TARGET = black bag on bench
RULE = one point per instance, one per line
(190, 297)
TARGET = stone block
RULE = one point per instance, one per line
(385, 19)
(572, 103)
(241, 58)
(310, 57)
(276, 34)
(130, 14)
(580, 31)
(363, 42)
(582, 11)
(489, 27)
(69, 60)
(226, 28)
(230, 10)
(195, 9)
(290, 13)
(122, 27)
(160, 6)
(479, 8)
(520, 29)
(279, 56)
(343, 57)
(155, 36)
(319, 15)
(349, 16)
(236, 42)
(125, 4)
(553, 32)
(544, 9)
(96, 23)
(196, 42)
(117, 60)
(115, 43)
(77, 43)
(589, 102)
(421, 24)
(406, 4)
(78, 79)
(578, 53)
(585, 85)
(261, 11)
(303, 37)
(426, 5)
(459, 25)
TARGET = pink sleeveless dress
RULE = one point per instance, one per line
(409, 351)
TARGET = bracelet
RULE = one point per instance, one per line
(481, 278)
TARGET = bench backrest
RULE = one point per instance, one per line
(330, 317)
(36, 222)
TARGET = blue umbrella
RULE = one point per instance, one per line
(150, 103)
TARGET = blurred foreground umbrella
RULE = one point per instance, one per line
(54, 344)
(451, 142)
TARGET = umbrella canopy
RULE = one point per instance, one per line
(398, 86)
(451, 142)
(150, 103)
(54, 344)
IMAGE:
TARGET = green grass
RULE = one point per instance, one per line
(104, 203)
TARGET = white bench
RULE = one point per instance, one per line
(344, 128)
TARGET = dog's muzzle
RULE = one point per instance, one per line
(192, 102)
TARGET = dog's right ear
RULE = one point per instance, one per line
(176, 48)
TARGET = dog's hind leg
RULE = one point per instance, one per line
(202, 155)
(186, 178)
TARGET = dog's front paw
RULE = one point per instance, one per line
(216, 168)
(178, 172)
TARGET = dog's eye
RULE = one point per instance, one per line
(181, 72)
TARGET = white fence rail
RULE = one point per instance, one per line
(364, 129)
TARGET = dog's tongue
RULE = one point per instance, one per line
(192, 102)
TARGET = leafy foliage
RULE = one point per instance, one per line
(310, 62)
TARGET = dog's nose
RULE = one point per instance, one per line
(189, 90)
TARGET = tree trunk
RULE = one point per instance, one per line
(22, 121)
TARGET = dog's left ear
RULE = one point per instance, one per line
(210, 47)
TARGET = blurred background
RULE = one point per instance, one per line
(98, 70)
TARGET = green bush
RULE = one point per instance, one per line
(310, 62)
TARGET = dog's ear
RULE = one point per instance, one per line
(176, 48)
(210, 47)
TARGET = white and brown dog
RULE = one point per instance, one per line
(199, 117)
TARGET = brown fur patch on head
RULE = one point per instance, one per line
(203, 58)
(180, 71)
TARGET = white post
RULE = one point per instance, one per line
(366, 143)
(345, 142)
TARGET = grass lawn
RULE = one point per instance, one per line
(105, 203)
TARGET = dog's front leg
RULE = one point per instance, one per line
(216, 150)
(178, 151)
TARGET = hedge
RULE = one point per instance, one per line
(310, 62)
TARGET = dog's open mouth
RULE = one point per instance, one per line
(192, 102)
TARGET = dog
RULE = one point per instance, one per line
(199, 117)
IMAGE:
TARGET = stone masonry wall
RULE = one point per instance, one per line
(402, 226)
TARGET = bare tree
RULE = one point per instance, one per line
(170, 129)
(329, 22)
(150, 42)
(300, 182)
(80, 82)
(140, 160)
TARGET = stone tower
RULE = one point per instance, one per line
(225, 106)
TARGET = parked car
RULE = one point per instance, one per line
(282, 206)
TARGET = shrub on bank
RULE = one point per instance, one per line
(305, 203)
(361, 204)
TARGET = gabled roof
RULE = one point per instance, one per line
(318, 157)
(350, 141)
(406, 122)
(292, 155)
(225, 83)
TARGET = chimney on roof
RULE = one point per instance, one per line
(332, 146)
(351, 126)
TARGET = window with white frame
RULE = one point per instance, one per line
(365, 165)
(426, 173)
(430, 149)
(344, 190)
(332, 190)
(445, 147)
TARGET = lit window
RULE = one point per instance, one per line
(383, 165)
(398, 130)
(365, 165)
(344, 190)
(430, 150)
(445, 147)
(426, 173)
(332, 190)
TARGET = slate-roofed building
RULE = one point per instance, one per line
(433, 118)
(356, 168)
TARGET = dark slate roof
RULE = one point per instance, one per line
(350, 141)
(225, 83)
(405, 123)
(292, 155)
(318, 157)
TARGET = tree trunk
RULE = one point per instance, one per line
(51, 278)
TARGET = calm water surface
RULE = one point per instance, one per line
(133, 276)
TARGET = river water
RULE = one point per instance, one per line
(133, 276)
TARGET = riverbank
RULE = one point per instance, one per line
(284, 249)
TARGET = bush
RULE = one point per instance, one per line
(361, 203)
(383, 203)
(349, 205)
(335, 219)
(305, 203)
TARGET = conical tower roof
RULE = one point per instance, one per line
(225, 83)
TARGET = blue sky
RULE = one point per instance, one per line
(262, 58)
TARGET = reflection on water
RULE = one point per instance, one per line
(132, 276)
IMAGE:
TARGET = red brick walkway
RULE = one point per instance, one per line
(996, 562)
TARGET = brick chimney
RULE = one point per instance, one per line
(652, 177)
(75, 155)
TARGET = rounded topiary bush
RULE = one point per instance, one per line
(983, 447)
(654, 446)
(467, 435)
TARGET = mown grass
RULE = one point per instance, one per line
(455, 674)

——

The lines you need are those holding the word "front"; copy each of them from the material above.

Output of the exercise:
TARGET = dog's front paw
TARGET = dog's front leg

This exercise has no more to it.